**Soal yang diberikan a:** Salin ulang baris-baris data tanpa perubahan, mulai dari baris pertama data sampai baris yang memuat "53], [41, 13]]", dengan baris itu ikut disalin.

Allah berfirman: "Maka
demi Tuhanmu, mereka (pada hakekatnya) tidak beriman hingga mereka
menjadikan kamu hakim terhadap perkara yang mereka perselisihkan, kemudian
mereka tidak merasa dalam hati mereka sesuatu keberatan terhadap putusan
yang kamu berikan, dan mereka menerima dengan sepenuhnya" (An-Nisa:65),
dan firman-Nya: "Maka hendaklah orang-orang yang menyalahi perintah-Nya
takut akan ditimpa cobaan atau ditimpa adzab yang pedih."
(An-Nur:63).
Al-Hafizh Ibnu Rajab berkata: "Adalah menjadi kewajiban bagi setiap orang yang telah sampai
kepadanya perintah Rasulullah Salallahu Alaihi Wa Sallam dan mengetahuinya
untuk menerangkannya kepada umat, menasehati mereka dan memerintahkan
kepada mereka untuk mengikuti perintahnya. Dan apabila hal itu
bertentangan dengan pendapat orang besar diantara umat, maka sesungguhnya
perintah Rasulullah salallahu alaihi wa Sallam itu lebih berhak untuk
disebarkan dan diikuti dibanding pendapat orang besar manapun yang telah
bertentangan dengan perintahnya di dalam sebagian perkara secara
salah. Dan dari sini, para sahabat dan orang-orang setelah mereka
telah menolak setiap orang yang menentang sunnah yang sahih, dan
barangkali mereka telah berlaku keras dalam penolakan ini. Namun demikian,
mereka tidak membencinya, bahkan dia dicintai dan diagungkan di dalam hati
mereka. Akan tetapi, Rasulullah Salallahu alaihi wa Sallam adalah lebih
dicintai oleh mereka dan perintahnya melebihi setiap makhluk lainnya.
Oleh karena itu, apabila perintah rasul itu
bertentangan dengan perintah selainnya, maka perintah rasul adalah lebih
utama untuk didahulukan dan diikuti. Hal ini tidak dihalang-halangi
oleh pengagungan terhadap orang yang bertentangan dengan perintahnya,
walaupun orang itu mendapat ampunan. Orang yang bertentangan itu tidak
membenci apabila perintahnya itu diingkari apabila memang ternyata
perintah Rasulullah itu bertentangan dengannya. Bagaimana mungkin mereka
akan membenci hal itu, sedangkan mereka telah memerintahkan kepada para
pengikutnya, dan mereka telah mewajibkan mereka untuk meninggalkan
perkataan-perkataan yang bertentangan dengan sunnah."
(Di sadur
dari Mukaddimah Kitab Shifatu Shalatiin Nabii SAW, karya Al-Imam
Al-Muhaddits Muhammad Nashiruddin Al-Albani -rahimahullah).

**Data yang ditampilkan:**
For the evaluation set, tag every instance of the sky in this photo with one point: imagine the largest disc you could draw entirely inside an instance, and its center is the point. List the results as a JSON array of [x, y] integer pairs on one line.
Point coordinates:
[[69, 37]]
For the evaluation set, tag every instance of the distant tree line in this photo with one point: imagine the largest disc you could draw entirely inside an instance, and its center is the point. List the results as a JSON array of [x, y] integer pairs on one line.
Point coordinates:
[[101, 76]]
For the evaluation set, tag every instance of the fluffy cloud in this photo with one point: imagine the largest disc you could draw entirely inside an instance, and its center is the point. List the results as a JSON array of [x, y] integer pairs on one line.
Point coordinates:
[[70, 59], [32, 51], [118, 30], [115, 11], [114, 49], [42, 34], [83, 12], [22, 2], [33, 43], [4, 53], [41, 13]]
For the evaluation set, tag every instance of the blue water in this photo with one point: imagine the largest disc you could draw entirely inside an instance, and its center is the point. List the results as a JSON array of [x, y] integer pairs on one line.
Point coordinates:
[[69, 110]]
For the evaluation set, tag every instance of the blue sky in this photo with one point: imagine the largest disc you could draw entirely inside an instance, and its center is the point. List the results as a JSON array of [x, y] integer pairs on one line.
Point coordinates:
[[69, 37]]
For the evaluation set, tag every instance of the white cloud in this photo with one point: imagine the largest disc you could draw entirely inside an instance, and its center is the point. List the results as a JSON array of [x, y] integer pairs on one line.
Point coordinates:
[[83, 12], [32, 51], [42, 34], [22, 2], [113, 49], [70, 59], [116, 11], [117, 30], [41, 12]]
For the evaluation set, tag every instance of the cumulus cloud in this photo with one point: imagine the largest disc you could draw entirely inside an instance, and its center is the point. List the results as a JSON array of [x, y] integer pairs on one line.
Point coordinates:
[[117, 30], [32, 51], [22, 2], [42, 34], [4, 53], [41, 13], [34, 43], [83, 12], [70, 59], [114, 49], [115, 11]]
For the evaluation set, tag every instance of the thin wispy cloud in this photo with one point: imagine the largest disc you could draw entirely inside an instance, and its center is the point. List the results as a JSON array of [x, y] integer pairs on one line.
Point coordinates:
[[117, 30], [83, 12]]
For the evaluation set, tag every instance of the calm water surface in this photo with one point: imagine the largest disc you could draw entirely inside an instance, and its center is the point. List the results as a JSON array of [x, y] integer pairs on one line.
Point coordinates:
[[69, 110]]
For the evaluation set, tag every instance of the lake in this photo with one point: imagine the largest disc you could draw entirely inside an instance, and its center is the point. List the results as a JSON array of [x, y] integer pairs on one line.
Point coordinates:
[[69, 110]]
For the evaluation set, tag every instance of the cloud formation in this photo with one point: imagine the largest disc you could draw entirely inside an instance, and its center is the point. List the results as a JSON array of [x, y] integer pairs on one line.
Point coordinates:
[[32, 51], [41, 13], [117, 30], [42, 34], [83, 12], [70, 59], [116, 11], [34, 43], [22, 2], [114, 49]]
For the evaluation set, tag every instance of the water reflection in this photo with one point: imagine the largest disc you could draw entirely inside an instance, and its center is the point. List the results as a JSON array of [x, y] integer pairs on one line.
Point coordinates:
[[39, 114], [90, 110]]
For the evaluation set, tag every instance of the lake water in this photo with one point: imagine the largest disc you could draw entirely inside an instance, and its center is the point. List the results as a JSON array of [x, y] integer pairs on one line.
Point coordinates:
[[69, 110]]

**Soal yang diberikan b:**
Jawab pertanyaan berikut berdasarkan kutipan tentang perintah Rasulullah di atas.
(i) Surat dan ayat apa yang dicantumkan sesudah firman "Maka hendaklah orang-orang yang menyalahi perintah-Nya takut akan ditimpa cobaan atau ditimpa adzab yang pedih."?
(ii) Menurut Al-Hafizh Ibnu Rajab, siapa yang telah menolak setiap orang yang menentang sunnah yang sahih?
(iii) Dari mana kutipan ini disadur?

**Keluaran yang diharapkan a:**
For the evaluation set, tag every instance of the sky in this photo with one point: imagine the largest disc you could draw entirely inside an instance, and its center is the point. List the results as a JSON array of [x, y] integer pairs on one line.
Point coordinates:
[[69, 37]]
For the evaluation set, tag every instance of the distant tree line in this photo with one point: imagine the largest disc you could draw entirely inside an instance, and its center is the point. List the results as a JSON array of [x, y] integer pairs on one line.
Point coordinates:
[[101, 76]]
For the evaluation set, tag every instance of the fluffy cloud in this photo with one point: imagine the largest disc you could draw entirely inside an instance, and its center is the point. List the results as a JSON array of [x, y] integer pairs on one line.
Point coordinates:
[[70, 59], [32, 51], [118, 30], [115, 11], [114, 49], [42, 34], [83, 12], [22, 2], [33, 43], [4, 53], [41, 13]]

**Keluaran yang diharapkan b:**
(i) An-Nur:63.
(ii) Para sahabat dan orang-orang setelah mereka.
(iii) Dari Mukaddimah Kitab Shifatu Shalatiin Nabii SAW, karya Al-Imam Al-Muhaddits Muhammad Nashiruddin Al-Albani.